* **EXERCISE PROMPT**
Copy exactly, line for line, the part of the listing from the line containing "Each instance of the sign" through its last line, and nothing else.

### DATA TO USE

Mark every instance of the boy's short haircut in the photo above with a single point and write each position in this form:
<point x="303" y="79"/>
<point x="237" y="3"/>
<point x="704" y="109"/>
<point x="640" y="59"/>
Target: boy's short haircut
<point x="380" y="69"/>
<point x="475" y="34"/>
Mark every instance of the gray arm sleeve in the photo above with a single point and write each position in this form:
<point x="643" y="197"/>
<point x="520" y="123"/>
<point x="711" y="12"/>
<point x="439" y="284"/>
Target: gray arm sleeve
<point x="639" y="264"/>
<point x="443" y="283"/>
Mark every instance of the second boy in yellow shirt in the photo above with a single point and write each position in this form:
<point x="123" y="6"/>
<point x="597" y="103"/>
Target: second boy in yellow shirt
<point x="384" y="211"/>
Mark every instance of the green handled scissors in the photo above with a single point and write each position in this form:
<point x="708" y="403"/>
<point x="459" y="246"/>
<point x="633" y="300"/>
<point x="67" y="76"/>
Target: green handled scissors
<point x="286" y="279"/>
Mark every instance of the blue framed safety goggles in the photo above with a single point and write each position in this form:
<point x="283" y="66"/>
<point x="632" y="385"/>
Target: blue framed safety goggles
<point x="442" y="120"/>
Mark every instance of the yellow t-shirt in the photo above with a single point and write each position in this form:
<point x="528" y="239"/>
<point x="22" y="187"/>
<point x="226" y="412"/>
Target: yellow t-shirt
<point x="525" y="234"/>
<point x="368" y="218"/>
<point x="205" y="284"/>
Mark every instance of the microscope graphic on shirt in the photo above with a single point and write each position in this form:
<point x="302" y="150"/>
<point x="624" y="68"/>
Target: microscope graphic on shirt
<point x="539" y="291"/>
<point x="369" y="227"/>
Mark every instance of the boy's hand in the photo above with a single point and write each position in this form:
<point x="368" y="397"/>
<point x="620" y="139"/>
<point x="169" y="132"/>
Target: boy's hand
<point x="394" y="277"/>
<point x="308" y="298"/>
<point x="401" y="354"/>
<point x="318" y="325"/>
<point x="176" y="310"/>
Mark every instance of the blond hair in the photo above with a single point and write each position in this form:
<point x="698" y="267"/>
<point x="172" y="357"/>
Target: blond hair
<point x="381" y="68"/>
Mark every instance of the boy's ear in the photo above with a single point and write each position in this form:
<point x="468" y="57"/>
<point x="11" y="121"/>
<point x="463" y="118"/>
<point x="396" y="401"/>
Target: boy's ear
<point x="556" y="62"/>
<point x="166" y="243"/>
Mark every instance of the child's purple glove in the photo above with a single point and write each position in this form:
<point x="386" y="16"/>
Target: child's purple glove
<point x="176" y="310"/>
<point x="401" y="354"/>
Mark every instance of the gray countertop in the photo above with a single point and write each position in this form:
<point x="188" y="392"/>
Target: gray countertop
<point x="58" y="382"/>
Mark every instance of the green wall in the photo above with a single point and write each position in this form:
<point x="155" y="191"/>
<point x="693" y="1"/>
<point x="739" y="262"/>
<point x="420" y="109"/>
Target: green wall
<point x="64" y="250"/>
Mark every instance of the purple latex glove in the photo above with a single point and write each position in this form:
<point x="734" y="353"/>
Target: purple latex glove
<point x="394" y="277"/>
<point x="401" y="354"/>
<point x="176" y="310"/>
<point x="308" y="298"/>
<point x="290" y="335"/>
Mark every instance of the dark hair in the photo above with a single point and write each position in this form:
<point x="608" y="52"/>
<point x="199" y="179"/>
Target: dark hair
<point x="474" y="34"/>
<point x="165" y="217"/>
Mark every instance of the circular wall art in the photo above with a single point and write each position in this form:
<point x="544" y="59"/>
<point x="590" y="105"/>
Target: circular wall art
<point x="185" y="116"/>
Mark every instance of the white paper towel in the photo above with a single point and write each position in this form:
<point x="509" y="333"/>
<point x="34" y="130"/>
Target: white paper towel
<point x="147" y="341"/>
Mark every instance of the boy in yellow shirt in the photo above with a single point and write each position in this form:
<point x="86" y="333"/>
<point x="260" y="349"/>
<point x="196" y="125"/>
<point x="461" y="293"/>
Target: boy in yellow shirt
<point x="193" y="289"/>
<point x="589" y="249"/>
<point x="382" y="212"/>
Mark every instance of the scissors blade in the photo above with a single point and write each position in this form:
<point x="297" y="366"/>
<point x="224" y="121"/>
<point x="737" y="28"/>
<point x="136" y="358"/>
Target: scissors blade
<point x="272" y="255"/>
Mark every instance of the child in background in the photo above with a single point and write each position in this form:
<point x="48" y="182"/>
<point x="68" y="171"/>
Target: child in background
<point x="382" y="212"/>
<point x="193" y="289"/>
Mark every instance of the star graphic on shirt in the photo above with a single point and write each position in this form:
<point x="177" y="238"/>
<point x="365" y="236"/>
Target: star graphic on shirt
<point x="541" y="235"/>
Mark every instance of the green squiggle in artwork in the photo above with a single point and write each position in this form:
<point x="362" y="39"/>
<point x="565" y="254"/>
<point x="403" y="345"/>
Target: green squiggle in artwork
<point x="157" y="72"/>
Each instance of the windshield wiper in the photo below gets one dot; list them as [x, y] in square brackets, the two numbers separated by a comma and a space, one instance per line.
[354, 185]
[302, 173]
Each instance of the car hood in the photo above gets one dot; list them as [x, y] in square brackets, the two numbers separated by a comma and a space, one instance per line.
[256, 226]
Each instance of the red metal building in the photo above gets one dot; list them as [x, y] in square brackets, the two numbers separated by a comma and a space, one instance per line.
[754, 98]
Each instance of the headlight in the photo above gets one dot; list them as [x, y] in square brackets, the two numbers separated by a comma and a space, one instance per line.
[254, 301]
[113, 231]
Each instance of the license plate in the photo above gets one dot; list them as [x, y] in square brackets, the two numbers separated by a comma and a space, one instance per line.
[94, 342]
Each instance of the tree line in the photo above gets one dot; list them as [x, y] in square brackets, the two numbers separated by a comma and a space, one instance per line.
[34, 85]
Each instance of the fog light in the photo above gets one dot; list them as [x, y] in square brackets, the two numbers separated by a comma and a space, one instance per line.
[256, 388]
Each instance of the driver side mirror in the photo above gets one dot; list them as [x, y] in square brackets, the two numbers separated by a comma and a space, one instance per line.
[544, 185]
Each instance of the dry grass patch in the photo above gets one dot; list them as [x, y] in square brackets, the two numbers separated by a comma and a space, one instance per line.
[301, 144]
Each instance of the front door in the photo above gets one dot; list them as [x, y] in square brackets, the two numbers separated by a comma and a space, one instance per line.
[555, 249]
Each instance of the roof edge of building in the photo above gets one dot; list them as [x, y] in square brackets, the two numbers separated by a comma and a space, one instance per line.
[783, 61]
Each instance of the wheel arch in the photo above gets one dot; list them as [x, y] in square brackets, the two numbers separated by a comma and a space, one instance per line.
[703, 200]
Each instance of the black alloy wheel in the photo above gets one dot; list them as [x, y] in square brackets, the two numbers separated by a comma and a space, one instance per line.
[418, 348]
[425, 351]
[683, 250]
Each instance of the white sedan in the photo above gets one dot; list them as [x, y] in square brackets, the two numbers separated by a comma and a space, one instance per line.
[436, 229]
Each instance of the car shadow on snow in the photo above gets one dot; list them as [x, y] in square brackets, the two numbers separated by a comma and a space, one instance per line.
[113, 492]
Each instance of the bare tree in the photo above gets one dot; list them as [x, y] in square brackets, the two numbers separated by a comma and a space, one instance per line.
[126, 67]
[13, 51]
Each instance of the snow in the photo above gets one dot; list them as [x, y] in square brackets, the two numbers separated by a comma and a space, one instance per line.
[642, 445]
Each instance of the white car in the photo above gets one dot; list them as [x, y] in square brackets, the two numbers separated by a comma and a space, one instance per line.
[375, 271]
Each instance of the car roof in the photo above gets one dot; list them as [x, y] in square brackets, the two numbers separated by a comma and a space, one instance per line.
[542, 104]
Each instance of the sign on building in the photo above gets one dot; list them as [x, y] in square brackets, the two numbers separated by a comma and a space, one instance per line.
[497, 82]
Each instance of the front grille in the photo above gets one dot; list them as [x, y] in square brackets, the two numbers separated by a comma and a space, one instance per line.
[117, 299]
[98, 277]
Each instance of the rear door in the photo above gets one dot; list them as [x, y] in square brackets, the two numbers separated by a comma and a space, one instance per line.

######

* **YOUR RESPONSE**
Each instance of the sign on building in the photo above gets one dot; list them as [x, y] in square brackets, the two numbers separated by a comma and a space, one instance per line.
[497, 82]
Each instance of the front grille in the photo above gets one dot; list them as [x, y] in square brackets, the two numbers separated by a comma and a space, one instance per line.
[117, 299]
[98, 277]
Each instance of the rear door in the photo above gets one dot; list them as [x, y] in square brackets, the two numbers separated by a comma and a space, one instance per line.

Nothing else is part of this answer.